## Istruzioni esercizio
Aggiorna le righe a partire da quella con "Q: Point out the large" fino alla fine delle righe, estremi inclusi, sostituendo "boulder" con "rock" e lasciando invariato tutto il resto. Riporta soltanto queste righe.

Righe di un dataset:
>>
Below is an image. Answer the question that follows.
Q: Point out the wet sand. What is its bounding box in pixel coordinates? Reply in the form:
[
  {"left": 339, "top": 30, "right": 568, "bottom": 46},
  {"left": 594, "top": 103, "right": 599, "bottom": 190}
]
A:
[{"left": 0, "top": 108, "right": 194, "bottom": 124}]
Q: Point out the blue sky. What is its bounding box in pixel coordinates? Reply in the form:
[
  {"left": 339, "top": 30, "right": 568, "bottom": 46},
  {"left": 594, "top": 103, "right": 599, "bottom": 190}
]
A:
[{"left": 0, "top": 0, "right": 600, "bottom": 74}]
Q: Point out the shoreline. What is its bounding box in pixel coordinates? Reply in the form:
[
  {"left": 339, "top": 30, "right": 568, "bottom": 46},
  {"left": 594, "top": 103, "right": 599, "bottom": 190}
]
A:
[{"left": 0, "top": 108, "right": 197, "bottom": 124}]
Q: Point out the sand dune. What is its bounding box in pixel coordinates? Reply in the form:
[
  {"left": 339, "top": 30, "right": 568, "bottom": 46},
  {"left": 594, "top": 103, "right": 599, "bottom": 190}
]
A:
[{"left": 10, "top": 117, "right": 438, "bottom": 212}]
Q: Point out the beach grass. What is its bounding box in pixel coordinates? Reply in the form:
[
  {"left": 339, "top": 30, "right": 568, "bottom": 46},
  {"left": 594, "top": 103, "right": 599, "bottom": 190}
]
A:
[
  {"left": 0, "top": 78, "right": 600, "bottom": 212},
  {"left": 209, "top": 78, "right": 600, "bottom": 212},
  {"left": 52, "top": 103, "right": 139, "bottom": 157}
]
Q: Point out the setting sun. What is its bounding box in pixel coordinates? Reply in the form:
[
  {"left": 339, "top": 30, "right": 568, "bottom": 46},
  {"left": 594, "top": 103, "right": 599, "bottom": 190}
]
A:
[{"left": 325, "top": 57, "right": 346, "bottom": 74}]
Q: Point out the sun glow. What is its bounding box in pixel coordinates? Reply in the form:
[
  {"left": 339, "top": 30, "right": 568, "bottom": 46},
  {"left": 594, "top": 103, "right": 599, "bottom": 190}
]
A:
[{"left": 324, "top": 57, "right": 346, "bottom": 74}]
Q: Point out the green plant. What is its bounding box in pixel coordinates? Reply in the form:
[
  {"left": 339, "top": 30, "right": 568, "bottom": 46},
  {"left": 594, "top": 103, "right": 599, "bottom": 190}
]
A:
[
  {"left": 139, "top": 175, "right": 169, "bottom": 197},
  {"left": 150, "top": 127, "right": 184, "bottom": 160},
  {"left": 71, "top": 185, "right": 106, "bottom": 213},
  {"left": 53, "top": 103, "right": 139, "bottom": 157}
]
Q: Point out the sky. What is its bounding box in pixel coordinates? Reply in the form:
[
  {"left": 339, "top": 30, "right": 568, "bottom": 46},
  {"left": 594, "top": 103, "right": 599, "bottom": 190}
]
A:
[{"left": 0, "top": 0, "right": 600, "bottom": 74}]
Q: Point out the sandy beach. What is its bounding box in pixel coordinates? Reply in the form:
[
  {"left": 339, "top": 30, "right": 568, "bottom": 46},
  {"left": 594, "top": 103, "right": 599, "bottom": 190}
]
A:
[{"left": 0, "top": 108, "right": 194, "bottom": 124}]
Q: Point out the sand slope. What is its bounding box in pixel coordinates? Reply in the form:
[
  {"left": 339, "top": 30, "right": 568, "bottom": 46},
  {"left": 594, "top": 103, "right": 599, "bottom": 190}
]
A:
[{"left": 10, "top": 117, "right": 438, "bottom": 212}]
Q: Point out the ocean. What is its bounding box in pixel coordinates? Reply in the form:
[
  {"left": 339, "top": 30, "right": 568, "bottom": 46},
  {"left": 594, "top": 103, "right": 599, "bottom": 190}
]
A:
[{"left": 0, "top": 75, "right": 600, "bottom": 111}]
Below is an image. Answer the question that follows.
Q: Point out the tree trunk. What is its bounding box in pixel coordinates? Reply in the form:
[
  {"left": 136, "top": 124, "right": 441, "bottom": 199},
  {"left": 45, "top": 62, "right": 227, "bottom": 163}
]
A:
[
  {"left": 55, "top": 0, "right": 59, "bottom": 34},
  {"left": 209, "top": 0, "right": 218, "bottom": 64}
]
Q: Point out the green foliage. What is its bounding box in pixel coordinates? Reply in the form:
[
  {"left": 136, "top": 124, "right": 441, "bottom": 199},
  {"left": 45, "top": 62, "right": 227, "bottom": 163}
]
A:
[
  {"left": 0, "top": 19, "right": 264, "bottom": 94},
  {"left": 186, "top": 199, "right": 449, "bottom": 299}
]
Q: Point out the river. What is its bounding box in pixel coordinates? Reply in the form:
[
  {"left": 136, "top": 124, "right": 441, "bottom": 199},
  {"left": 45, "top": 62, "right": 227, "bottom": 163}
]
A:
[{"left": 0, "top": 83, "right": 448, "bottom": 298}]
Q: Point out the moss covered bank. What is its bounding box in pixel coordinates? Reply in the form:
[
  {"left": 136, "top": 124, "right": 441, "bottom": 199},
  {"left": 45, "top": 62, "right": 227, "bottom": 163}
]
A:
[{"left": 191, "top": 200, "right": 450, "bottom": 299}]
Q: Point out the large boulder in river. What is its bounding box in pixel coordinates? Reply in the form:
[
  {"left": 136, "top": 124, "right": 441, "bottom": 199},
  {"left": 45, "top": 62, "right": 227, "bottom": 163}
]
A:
<<
## Soluzione esercizio
Q: Point out the large rock in river. What is its bounding box in pixel coordinates? Reply in the form:
[
  {"left": 136, "top": 124, "right": 441, "bottom": 199},
  {"left": 45, "top": 62, "right": 227, "bottom": 163}
]
A:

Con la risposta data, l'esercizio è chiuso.